-- START THE INPUT --

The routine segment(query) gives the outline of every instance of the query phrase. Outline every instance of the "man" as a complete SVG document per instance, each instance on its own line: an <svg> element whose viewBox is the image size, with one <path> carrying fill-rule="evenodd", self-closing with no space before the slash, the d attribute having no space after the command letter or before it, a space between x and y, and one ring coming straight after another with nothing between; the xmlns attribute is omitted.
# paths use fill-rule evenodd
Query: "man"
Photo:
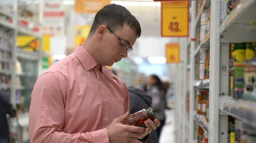
<svg viewBox="0 0 256 143"><path fill-rule="evenodd" d="M160 126L125 125L129 99L124 83L105 66L127 57L141 34L125 7L107 5L96 14L87 38L41 76L31 95L31 143L145 142Z"/></svg>
<svg viewBox="0 0 256 143"><path fill-rule="evenodd" d="M6 114L14 118L16 112L10 102L8 95L0 91L0 143L7 143L9 137L9 127Z"/></svg>
<svg viewBox="0 0 256 143"><path fill-rule="evenodd" d="M128 90L130 95L130 112L131 114L143 109L150 107L152 98L146 92L133 86L129 87ZM147 143L158 143L158 137L156 130L152 131Z"/></svg>

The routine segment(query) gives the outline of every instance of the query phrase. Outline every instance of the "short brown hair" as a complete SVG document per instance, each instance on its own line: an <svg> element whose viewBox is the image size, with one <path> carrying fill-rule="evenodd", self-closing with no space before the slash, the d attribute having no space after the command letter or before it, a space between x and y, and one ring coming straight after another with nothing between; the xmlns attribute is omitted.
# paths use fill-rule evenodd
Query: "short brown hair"
<svg viewBox="0 0 256 143"><path fill-rule="evenodd" d="M115 4L106 5L96 14L88 36L91 36L101 25L105 25L115 31L124 24L136 31L137 37L140 37L141 34L140 23L128 10Z"/></svg>

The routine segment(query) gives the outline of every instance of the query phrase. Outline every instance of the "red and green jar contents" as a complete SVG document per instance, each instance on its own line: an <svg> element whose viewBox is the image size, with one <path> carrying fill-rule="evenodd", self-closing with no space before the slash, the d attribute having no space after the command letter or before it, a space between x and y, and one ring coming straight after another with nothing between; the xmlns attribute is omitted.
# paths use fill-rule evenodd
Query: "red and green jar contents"
<svg viewBox="0 0 256 143"><path fill-rule="evenodd" d="M148 119L154 121L156 117L151 108L143 109L126 118L126 120L130 125L146 128L145 122Z"/></svg>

-- END THE INPUT --

### REQUIRED TASK
Update the lines above by changing every "query phrase" to "search phrase" and keep everything else unchanged. Leave the pictures out of your answer.

### RESPONSE
The routine segment(query) gives the outline of every instance of the search phrase. Outline every instance of the "man" as a complete SVG document per instance, each instance on its own line: an <svg> element whose viewBox is the image size, with one <path> carrying fill-rule="evenodd", self-closing with no space before the slash, the d attribute having no space after the command letter or before it, a space between x and y, and one ring coming straight after another with nothing between; the xmlns attribute is omitted.
# paths use fill-rule evenodd
Query: "man"
Photo:
<svg viewBox="0 0 256 143"><path fill-rule="evenodd" d="M160 126L125 125L129 99L124 83L105 66L127 57L141 34L125 7L107 5L96 14L87 38L41 76L31 95L31 143L145 142Z"/></svg>
<svg viewBox="0 0 256 143"><path fill-rule="evenodd" d="M6 114L14 118L16 112L10 102L8 95L0 91L0 143L7 143L9 137L9 127Z"/></svg>
<svg viewBox="0 0 256 143"><path fill-rule="evenodd" d="M128 90L130 95L130 112L131 114L143 109L150 107L152 98L146 92L133 86L129 87ZM147 143L158 143L158 137L156 130L152 131Z"/></svg>

The routine segment(query) gives the outline of every instance of the search phrase. Outline every instance of the "short brown hair" as a complete SVG document per instance, each instance on its own line: an <svg> element whose viewBox is the image size, with one <path> carrying fill-rule="evenodd", self-closing with no space before the slash, the d attribute having no space after the command letter or before it, a space between x and y, and one ring coming straight after another with nothing between; the xmlns attribute is omitted.
# paths use fill-rule evenodd
Query: "short brown hair"
<svg viewBox="0 0 256 143"><path fill-rule="evenodd" d="M115 4L106 5L96 14L88 36L91 36L101 25L105 25L115 31L124 24L136 31L137 37L140 37L141 34L140 23L128 10Z"/></svg>

The routine segment(query) gives the outline of every instance of the search phrase. Outline every instance of the "red and green jar contents" as a complete SVG document per instance, each instance on its own line: an <svg> element whose viewBox is the image size, with one <path> carrying fill-rule="evenodd", self-closing with no space before the slash, the d attribute having no space after the command letter or before it, a space between x and y, and one ring coming straight after another with nothing between; the xmlns attribute is omitted.
# paths use fill-rule evenodd
Query: "red and green jar contents"
<svg viewBox="0 0 256 143"><path fill-rule="evenodd" d="M148 119L154 121L156 117L151 108L143 109L126 118L126 120L130 125L146 128L145 122Z"/></svg>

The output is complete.